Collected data

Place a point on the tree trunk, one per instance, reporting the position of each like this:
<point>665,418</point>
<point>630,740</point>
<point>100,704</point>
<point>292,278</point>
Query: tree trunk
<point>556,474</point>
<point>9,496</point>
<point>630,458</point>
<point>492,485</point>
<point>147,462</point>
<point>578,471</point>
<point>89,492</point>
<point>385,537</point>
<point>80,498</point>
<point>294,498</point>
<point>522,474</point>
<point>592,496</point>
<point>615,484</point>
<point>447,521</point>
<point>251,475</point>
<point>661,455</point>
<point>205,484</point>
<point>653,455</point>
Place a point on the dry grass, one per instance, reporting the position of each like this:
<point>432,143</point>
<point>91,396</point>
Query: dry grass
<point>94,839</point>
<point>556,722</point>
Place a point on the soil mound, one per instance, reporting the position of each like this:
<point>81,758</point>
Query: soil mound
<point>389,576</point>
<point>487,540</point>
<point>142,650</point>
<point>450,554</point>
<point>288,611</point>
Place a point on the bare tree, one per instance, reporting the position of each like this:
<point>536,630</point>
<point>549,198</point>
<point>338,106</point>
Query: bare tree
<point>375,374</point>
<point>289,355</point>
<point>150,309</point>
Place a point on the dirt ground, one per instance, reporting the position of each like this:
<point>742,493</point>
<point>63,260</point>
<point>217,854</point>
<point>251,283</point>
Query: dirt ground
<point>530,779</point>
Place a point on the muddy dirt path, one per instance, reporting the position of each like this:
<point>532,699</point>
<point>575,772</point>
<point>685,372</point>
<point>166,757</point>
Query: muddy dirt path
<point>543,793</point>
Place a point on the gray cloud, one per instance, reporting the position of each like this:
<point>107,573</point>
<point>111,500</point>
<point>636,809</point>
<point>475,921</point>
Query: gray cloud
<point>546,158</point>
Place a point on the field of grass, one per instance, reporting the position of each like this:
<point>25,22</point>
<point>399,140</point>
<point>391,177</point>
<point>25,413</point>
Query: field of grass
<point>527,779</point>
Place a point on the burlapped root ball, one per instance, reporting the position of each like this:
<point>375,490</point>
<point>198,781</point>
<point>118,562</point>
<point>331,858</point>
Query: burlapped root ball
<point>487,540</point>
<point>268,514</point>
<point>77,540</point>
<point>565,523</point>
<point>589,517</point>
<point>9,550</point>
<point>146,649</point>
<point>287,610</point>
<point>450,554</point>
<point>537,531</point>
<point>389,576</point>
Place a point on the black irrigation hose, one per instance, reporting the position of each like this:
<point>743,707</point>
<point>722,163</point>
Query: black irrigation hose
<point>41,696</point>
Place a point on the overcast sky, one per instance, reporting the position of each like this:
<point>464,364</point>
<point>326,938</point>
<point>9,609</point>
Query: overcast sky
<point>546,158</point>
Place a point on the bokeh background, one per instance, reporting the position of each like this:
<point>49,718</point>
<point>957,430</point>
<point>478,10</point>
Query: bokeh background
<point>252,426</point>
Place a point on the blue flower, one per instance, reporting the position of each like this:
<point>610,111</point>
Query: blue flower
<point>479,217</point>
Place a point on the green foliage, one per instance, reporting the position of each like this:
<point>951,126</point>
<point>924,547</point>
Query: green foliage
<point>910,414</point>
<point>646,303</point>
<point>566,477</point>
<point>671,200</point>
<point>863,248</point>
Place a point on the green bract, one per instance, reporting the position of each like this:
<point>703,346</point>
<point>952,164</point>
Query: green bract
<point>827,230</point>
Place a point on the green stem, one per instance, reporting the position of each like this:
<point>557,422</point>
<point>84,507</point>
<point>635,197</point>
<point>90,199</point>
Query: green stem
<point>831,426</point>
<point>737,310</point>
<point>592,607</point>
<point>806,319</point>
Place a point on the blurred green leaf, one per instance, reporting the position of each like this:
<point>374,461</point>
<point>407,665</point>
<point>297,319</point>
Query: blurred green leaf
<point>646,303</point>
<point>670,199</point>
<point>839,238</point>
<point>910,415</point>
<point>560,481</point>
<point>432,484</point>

_STATED EXERCISE_
Copy out every line of the items above, character for character.

_EXERCISE ANSWER_
Place a point on the tree trunk, one per instance, reporting the position of each like this:
<point>665,418</point>
<point>630,740</point>
<point>100,704</point>
<point>292,278</point>
Query: tree trunk
<point>556,474</point>
<point>9,496</point>
<point>630,458</point>
<point>492,485</point>
<point>147,462</point>
<point>578,471</point>
<point>89,492</point>
<point>385,537</point>
<point>80,498</point>
<point>294,498</point>
<point>522,474</point>
<point>592,496</point>
<point>615,484</point>
<point>447,521</point>
<point>251,475</point>
<point>661,455</point>
<point>205,484</point>
<point>653,455</point>
Place a point on the dry grass, one per instance, reporting the position of each like this:
<point>432,143</point>
<point>91,396</point>
Query: dry grass
<point>94,839</point>
<point>556,722</point>
Place a point on the soil mound, one per instance, reporting the position of each like this:
<point>81,758</point>
Query: soil mound
<point>389,576</point>
<point>487,540</point>
<point>142,650</point>
<point>450,554</point>
<point>288,611</point>
Place a point on the bare tree, one per instance, reporting the position of each like this:
<point>536,630</point>
<point>549,198</point>
<point>338,106</point>
Query: bare tree
<point>375,374</point>
<point>289,355</point>
<point>150,309</point>
Place a point on the dirt ground, one per instance, reporting the position of each like this:
<point>742,493</point>
<point>63,260</point>
<point>217,854</point>
<point>251,283</point>
Query: dirt ground
<point>530,779</point>
Place a point on the muddy dirt path, one per instance, reporting the position of each like this:
<point>532,699</point>
<point>575,772</point>
<point>685,372</point>
<point>166,757</point>
Query: muddy dirt path
<point>543,793</point>
Place a point on the gray cloud, one per instance, reporting the position of each like this:
<point>107,573</point>
<point>111,500</point>
<point>636,809</point>
<point>475,921</point>
Query: gray cloud
<point>546,158</point>
Place a point on the field of grass, one per instance, reporting the position of each like this:
<point>25,22</point>
<point>399,140</point>
<point>391,177</point>
<point>25,413</point>
Query: field of grass
<point>527,779</point>
Place a point on the burlapped root ball, one per instance, reporting the position of each like this:
<point>375,490</point>
<point>198,781</point>
<point>118,562</point>
<point>331,858</point>
Query: burlapped root ball
<point>487,540</point>
<point>268,514</point>
<point>77,540</point>
<point>565,523</point>
<point>589,517</point>
<point>9,550</point>
<point>146,649</point>
<point>287,610</point>
<point>450,554</point>
<point>537,531</point>
<point>389,576</point>
Place a point on the black irrigation hose, one per instance, reporting the position of each like this:
<point>743,707</point>
<point>722,163</point>
Query: black irrigation hose
<point>41,696</point>
Place a point on the overcast sky, one per instance, reporting the position of each like this:
<point>464,364</point>
<point>326,938</point>
<point>9,609</point>
Query: overcast sky
<point>546,158</point>
Place a point on the bokeh background, one per instance, reporting the position of each like this:
<point>49,718</point>
<point>957,430</point>
<point>478,10</point>
Query: bokeh background
<point>252,426</point>
Place a point on the blue flower, one per instance, reporting the position of each like this:
<point>610,111</point>
Query: blue flower
<point>479,217</point>
Place a point on the green foliage, one per instance, reporting the position of each like this:
<point>951,126</point>
<point>924,547</point>
Query: green foliage
<point>910,414</point>
<point>646,303</point>
<point>566,477</point>
<point>671,200</point>
<point>863,248</point>
Place a point on the green bract, one per instance, reporting the position of each like this:
<point>703,346</point>
<point>952,164</point>
Query: green bract
<point>827,230</point>
Place a point on the green stem, one per instance, reporting the position of each like this:
<point>557,422</point>
<point>84,507</point>
<point>635,197</point>
<point>90,199</point>
Query: green stem
<point>831,426</point>
<point>737,310</point>
<point>592,607</point>
<point>806,319</point>
Place a point on the blurred green leaf, one per instance, reporting the position of each like this:
<point>374,461</point>
<point>407,665</point>
<point>297,319</point>
Query: blurred green leaf
<point>646,303</point>
<point>670,199</point>
<point>839,238</point>
<point>910,415</point>
<point>560,481</point>
<point>432,484</point>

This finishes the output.